*DIRECTIVE*
Your output must consist solely of the lines from the one containing "of the dickcissel;" through the end of the records, reproduced exactly.

(Records of labeled points)
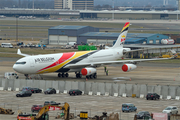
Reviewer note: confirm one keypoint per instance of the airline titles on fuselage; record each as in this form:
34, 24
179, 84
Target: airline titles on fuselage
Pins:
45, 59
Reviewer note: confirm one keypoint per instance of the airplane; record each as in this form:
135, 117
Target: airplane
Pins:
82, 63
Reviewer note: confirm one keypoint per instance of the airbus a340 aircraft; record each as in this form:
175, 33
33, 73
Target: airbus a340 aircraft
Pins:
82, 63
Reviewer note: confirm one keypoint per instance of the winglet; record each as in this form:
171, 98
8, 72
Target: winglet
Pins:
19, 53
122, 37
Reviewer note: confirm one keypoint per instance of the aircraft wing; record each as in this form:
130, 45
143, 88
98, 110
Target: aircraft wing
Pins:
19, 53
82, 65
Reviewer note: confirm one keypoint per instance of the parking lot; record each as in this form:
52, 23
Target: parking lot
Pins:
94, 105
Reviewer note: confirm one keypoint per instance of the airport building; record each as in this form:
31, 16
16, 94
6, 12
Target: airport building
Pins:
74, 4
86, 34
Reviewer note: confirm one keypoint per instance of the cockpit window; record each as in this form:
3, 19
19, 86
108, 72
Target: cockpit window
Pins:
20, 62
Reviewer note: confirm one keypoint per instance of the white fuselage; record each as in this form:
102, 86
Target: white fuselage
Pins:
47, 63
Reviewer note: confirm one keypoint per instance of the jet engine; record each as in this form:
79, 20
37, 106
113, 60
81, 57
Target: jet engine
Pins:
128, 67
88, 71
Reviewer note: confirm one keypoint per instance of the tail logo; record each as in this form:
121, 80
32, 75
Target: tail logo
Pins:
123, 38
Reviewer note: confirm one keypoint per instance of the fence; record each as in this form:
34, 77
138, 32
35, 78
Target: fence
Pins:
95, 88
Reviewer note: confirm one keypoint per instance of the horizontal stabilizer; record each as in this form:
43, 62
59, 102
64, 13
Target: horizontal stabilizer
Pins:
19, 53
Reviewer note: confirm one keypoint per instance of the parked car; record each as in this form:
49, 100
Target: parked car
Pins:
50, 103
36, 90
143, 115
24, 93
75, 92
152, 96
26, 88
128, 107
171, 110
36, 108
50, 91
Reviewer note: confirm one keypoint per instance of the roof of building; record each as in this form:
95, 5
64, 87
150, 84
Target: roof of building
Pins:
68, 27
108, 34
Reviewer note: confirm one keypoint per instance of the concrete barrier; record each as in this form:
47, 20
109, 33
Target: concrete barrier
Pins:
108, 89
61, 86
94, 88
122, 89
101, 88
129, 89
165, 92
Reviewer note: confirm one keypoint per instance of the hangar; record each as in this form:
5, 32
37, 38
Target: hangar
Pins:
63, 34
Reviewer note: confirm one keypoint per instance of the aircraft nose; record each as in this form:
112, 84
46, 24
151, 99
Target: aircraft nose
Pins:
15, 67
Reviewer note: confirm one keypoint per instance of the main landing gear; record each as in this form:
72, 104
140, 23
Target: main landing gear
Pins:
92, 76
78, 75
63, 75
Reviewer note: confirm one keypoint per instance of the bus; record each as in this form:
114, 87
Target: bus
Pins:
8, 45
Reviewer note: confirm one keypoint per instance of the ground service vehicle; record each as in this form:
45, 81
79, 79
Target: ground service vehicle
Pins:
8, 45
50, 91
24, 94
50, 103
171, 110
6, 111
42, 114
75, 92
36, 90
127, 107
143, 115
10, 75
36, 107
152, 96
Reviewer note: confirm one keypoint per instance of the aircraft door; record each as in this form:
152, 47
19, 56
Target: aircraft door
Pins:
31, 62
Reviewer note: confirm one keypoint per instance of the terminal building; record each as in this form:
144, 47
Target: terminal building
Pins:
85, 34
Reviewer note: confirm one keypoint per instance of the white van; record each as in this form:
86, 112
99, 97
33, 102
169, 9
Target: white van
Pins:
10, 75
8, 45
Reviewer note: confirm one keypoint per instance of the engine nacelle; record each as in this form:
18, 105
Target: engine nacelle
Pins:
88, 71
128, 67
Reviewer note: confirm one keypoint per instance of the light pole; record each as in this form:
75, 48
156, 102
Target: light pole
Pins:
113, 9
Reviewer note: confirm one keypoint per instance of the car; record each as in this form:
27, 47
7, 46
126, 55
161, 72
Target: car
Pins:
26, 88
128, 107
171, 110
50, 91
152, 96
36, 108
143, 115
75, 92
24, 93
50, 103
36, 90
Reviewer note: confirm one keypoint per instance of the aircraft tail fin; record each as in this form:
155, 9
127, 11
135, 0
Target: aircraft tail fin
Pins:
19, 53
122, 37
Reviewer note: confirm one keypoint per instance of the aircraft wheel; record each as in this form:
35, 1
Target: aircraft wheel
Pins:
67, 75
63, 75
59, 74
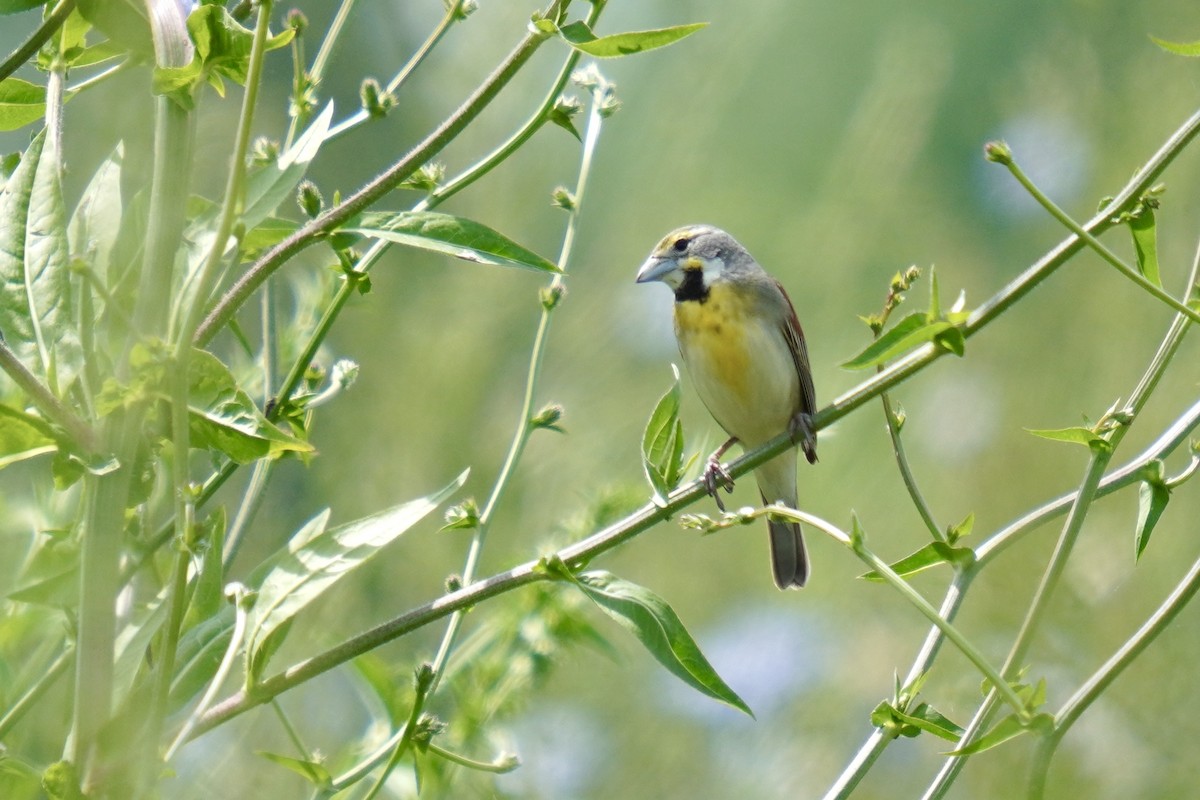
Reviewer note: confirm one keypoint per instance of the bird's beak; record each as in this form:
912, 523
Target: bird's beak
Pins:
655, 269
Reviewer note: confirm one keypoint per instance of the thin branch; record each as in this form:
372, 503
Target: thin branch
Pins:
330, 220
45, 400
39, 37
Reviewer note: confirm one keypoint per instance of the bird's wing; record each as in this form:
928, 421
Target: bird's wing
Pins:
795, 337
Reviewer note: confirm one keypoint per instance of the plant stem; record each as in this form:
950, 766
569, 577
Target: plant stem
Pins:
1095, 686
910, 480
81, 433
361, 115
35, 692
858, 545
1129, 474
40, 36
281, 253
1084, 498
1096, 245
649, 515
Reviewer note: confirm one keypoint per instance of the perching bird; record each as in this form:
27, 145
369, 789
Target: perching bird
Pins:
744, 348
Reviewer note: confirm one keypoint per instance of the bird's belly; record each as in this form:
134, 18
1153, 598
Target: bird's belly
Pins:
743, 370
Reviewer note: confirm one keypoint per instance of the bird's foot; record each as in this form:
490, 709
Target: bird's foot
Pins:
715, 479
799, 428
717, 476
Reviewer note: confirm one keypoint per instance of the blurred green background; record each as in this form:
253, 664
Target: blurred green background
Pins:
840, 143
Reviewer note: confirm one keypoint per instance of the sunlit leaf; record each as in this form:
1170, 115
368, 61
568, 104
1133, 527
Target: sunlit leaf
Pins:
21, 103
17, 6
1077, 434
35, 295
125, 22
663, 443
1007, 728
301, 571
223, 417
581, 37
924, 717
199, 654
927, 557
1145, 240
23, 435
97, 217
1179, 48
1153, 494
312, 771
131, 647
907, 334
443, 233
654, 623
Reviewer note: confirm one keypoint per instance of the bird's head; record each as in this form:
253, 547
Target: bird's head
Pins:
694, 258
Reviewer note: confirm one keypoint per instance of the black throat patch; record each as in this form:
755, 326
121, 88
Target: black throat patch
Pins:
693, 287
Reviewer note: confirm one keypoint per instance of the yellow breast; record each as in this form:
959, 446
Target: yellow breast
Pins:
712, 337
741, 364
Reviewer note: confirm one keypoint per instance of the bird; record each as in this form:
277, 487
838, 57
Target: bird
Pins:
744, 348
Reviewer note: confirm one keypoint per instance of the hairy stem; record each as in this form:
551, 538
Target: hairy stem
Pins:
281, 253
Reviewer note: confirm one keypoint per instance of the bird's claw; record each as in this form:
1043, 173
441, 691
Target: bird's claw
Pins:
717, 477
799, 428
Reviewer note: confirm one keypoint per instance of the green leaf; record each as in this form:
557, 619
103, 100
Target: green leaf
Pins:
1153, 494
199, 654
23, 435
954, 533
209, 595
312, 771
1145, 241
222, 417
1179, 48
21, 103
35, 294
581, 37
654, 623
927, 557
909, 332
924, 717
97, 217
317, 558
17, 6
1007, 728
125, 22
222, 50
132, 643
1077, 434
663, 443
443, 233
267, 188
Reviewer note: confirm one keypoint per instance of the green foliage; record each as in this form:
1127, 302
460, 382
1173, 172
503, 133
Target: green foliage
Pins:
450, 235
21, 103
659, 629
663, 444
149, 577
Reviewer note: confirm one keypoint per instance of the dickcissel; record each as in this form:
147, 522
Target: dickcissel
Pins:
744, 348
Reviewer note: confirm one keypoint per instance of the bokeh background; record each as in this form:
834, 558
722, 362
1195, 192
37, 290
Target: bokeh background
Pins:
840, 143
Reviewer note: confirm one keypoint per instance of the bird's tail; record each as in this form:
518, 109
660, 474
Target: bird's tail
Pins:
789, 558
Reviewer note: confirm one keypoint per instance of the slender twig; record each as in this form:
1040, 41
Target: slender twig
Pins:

*RESULT*
Reviewer note: confirm one keypoint per instance of the dickcissel; record each as in this form:
147, 522
Target: dickcissel
Pins:
744, 348
Reviewer note: confirm one keypoint per instance of the bokeh background; record each as in this form:
834, 558
722, 362
1195, 192
37, 290
Target: bokeh background
Pins:
840, 143
Reviewer note: confirm one keypoint per instance of the bird's tail; record each as in this form:
518, 109
660, 474
Target: bird's tail
Pins:
789, 558
Reviewer note: confirm one keypoint per instance of the slender twig; record each as in this form:
1040, 41
Target: slender twig
Pins:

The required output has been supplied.